#### Texte à étudier ####
Les conservateurs critiqués pour leur gestion de la crise sanitaire

Ces résultats électoraux s’expliquent certes par la popularité des exécutifs sortants, appréciés pour leur pragmatisme, mais pas seulement. Les conservateurs se trouvent en effet dans une situation de faiblesse inédite. Au pouvoir à Berlin, en coalition avec les sociaux-démocrates, ils sont attaqués depuis le début de l’année pour leur gestion de la troisième vague de Covid-19. Outre-Rhin, le nombre de morts liés à la pandémie est en effet plus élevé depuis décembre que durant toute la période entre mars et novembre. Un choc pour un pays salué pour sa gestion de crise pendant la première vague.

Les critiques à l’égard de la gestion de crise de la CDU se traduisaient déjà dans les sondages début janvier, attisées par la lenteur de la campagne de vaccination.

Un scandale de corruption qui rappelle ses heures sombres à la CDU

Mais les conservateurs ont également dû faire face fin février, à une petite bombe : “l’affaire des masques”, comme la presse l’a surnommée. En pleine crise sanitaire, deux députés conservateurs, l’un de la CDU du Baden-Württemberg, l’autre du parti frère CSU, en Bavière, ont touché des centaines de milliers d’euros pour avoir servi d’intermédiaires entre les fabricants de masque et les pouvoirs publics. Ce climat délétère pour les conservateurs s’est encore renforcé jeudi lorsqu’un élu CDU du Land de Thuringe a dû démissionner après avoir été mis en cause pour des publicités achetées par l’Azerbaïdjan dans un journal qu’il dirige. 

"Des députés de la CDU et de la CSU se sont enrichis par des contrats de masques et se sont fait remarquer par des contacts douteux à l'étranger. Six mois avant l'élection pour le Bundestag, la chancellerie ne semble plus acquise aux conservateurs", titre la semaine dernière l'hebdomadaire de centre-gauche Der Spiegel.

Dimanche soir, les conservateurs ont promis de “faire le ménage” dans leurs rangs. “Ceux qui se sont enrichis personnellement pendant la crise n’ont rien à gagner chez nous”, a tweeté Paul Ziemiak, secrétaire général du parti. Le scandale est d’autant plus grave qu’il rappelle à la CDU l’affaire des “caisses noires”, en 1999. Un système de financement occulte qui avait précipité la chute de plusieurs responsables conservateurs d’alors et permis à Angela Merkel de prendre les rênes du parti.

"Le comportement honteux et indécent de quelques députés ne nous a pas aidé pendant la campagne électorale. Pour nous, une chose est claire : nous allons faire un grand ménage. Celui qui s'enrichit personnellement en temps de crise n'a rien à faire chez nous."
#### Données enregistrées ####
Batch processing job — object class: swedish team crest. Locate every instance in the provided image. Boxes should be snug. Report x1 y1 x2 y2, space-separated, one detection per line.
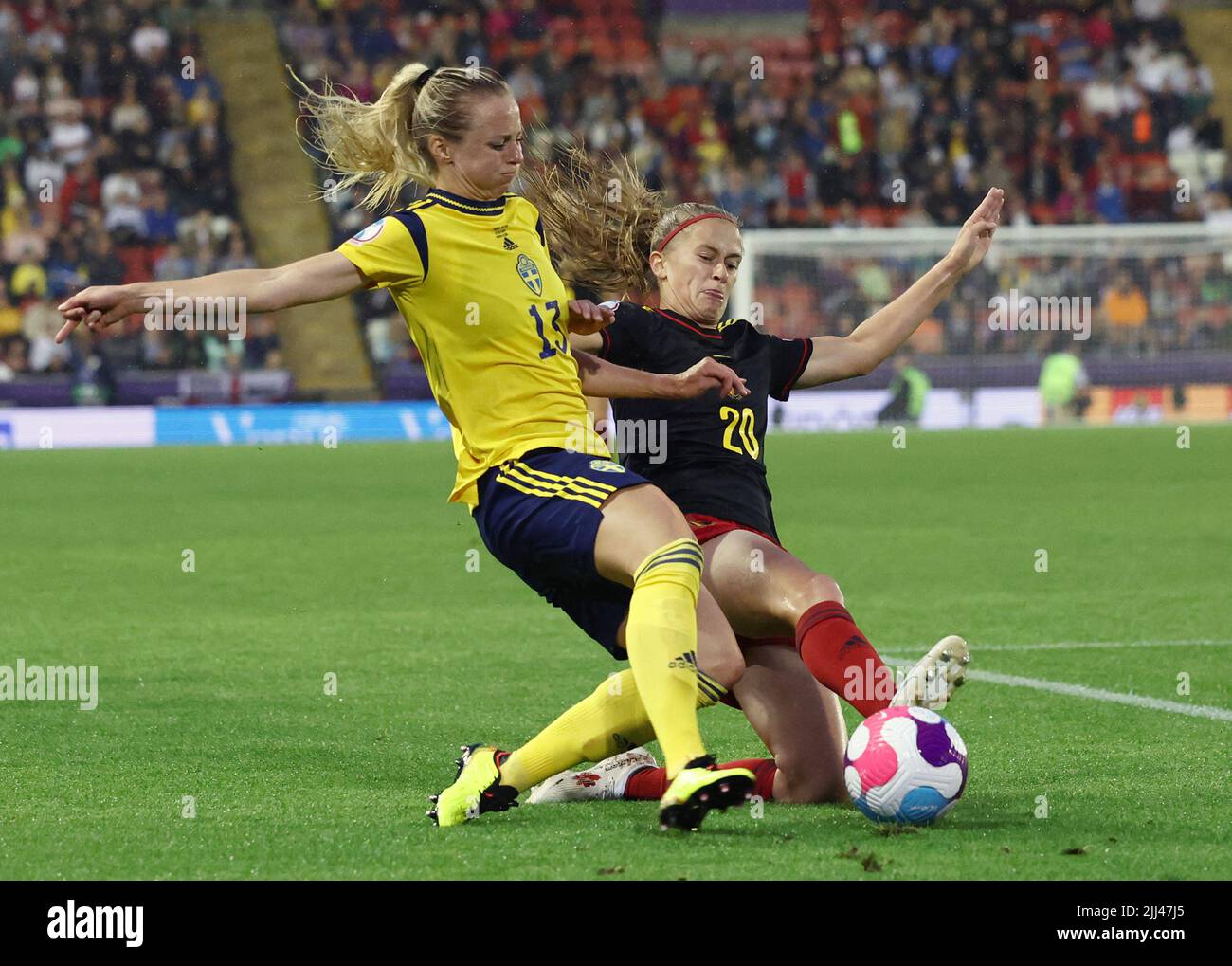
517 255 543 296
####
◆ Consignes de l'exercice:
A. Recopiez mot pour mot le passage de l'extrait sur la CDU qui commence par « Un scandale de » et se poursuit jusqu'à « journal qu’il dirige. ».
B. Traduisez en anglais la phrase suivante, tirée de l'extrait sur la CDU : « Les conservateurs se trouvent en effet dans une situation de faiblesse inédite. »
C. Poursuivez la rédaction de l'extrait sur la CDU après sa dernière phrase.
Ces données sont issues d'une source distincte.

◆ Vos réponses:
A.
Un scandale de corruption qui rappelle ses heures sombres à la CDU

Mais les conservateurs ont également dû faire face fin février, à une petite bombe : “l’affaire des masques”, comme la presse l’a surnommée. En pleine crise sanitaire, deux députés conservateurs, l’un de la CDU du Baden-Württemberg, l’autre du parti frère CSU, en Bavière, ont touché des centaines de milliers d’euros pour avoir servi d’intermédiaires entre les fabricants de masque et les pouvoirs publics. Ce climat délétère pour les conservateurs s’est encore renforcé jeudi lorsqu’un élu CDU du Land de Thuringe a dû démissionner après avoir été mis en cause pour des publicités achetées par l’Azerbaïdjan dans un journal qu’il dirige.

B. The conservatives are indeed in an unprecedented position of weakness.

C.
A seulement quelques mois des élections fédérales de septembre, les conservateurs s’interrogent donc sur la meilleure stratégie à suivre, et le meilleur candidat pour succéder à Angela Merkel. La double défaite aux régionales vient fragiliser la possible candidature de l'actuel président du parti, Armin Laschet, qui a construit toute sa carrière en Rhénanie-Palatinat, l’un des deux Länder qui a voté dimanche. Il pourrait être doublé sur sa droite par Markus Söder, le chef des conservateurs en Bavière, nettement plus populaire que lui.

L’extrême-droite, l’autre grand perdant de la soirée

Quant aux Verts et aux sociaux-démocrates, leur bon score ne doit pas faire oublier leurs faiblesses, rappelle la presse allemande. “On ne sait pas encore si les Verts fédéraux réussiront ce qu’ils ont déjà accompli dans le Bade-Wurtemberg : gagner une partie de la classe moyenne chrétienne-bourgeoise, qui tient à ses valeurs et, surtout, se les attacher durablement”, rappelle le quotidien du Baden-Württemberg Süddeutsche Zeitung. Les sociaux-démocrates, eux, restent désespérément bloqués à 16% des intentions de vote pour les élections fédérales.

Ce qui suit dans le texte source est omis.